[Records to process]
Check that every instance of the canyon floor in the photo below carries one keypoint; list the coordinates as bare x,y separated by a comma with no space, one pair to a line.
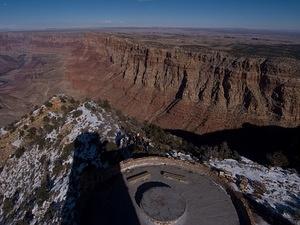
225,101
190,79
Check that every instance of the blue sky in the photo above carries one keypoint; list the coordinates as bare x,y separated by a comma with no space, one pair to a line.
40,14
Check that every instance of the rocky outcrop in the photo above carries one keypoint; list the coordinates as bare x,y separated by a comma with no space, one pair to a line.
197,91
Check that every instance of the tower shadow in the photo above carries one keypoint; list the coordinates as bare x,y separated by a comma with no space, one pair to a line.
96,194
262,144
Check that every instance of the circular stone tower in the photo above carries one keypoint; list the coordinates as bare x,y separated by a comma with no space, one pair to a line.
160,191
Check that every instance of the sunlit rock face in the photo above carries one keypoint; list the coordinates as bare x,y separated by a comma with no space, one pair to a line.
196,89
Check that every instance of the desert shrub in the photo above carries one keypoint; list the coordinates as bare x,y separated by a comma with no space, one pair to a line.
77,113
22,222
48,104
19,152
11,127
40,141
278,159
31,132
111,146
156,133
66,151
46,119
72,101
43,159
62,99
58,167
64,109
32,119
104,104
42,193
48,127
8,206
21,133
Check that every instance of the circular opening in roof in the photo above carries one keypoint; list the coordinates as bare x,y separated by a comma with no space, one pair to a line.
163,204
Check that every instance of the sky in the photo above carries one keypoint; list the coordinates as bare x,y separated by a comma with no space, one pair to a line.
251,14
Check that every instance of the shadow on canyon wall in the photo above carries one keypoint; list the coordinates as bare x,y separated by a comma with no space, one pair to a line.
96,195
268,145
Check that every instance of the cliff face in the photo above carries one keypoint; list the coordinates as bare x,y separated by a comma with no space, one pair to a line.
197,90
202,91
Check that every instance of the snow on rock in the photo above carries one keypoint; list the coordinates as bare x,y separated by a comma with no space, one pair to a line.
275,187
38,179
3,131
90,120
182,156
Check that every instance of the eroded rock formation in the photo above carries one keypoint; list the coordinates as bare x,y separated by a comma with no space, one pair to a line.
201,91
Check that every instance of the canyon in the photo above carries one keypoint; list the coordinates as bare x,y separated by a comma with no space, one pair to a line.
[/Records to process]
▸ **What is needed**
Every record is to be reproduced exactly, with no pictures included.

▸ **Expected answer**
Check that every instance of the canyon floor in the photo below carries one keypoint; list the coordinates as bare x,y separated by a comma with no space, one pair to a line.
225,101
190,79
Check that every instance of the blue sky in the photo above carries one keypoint; list the coordinates as bare x,y separated by a comma with no space, one pair to a line.
40,14
Check that every instance of the rocky outcrop in the photo above carries one keypoint; list the coordinates as bare x,y separated by a comma with no space, one pair to a line.
197,91
Check that every instance of the tower shadow in the photo above carries one keypoint; list the coordinates as bare x,y separated by a comma with no space, one pair to a line.
96,194
262,144
Check that every instance of the circular stone tower in the photo above carries one keypoint; list the coordinates as bare x,y separated by a comma with no space, one pair to a line.
160,191
Check that every instance of the sunlit rock face in the photo above carries one keypoint; list the coordinates as bare x,y separated by a comma with no space, one pair to a line.
196,89
Check that every instance of the desert shrub in the photo above carries one keypoint; list the coordinates as bare x,y separated by a comma with no space, one pair to a line.
77,113
22,222
48,104
19,152
11,127
40,141
278,159
31,132
111,146
156,133
66,151
46,119
72,101
43,159
62,99
58,167
64,109
32,119
104,104
42,193
48,127
8,206
21,133
Check that every instance of the circular opening in roof in the photo above carries one keypoint; list the coordinates as bare x,y separated by a comma with no space, one pair to a line.
163,204
Check that every instance of the sky in the photo above carries one keypoint; list the coordinates as bare x,y separated by a comma with no space, one pair to a line.
251,14
Check that every instance of the shadow on canyon wall in the photo above carries one keypoint; list the coordinates as bare x,y separated by a comma with no space, one pair to a line.
96,195
268,145
Check that every instance of the cliff face in the photo above carries one keypoint; list the coordinates as bare x,y separated by a comma with no space, one pair to a line.
197,90
202,91
Check that every instance of the snow on rock in the photo above carries one keypoint; list the coordinates as bare x,y separated by a comma with no space, one pair to a line.
275,187
38,179
3,131
90,120
182,156
Check that every instance of the eroded rock formation in the photo above carries one keypoint; list the coordinates as bare x,y separated by a comma with no space, one pair to a line.
201,91
Check that every instance of the canyon in the photo above carries one keypoint; list the coordinates as bare x,y separated by a comma with no space, one pair to a line.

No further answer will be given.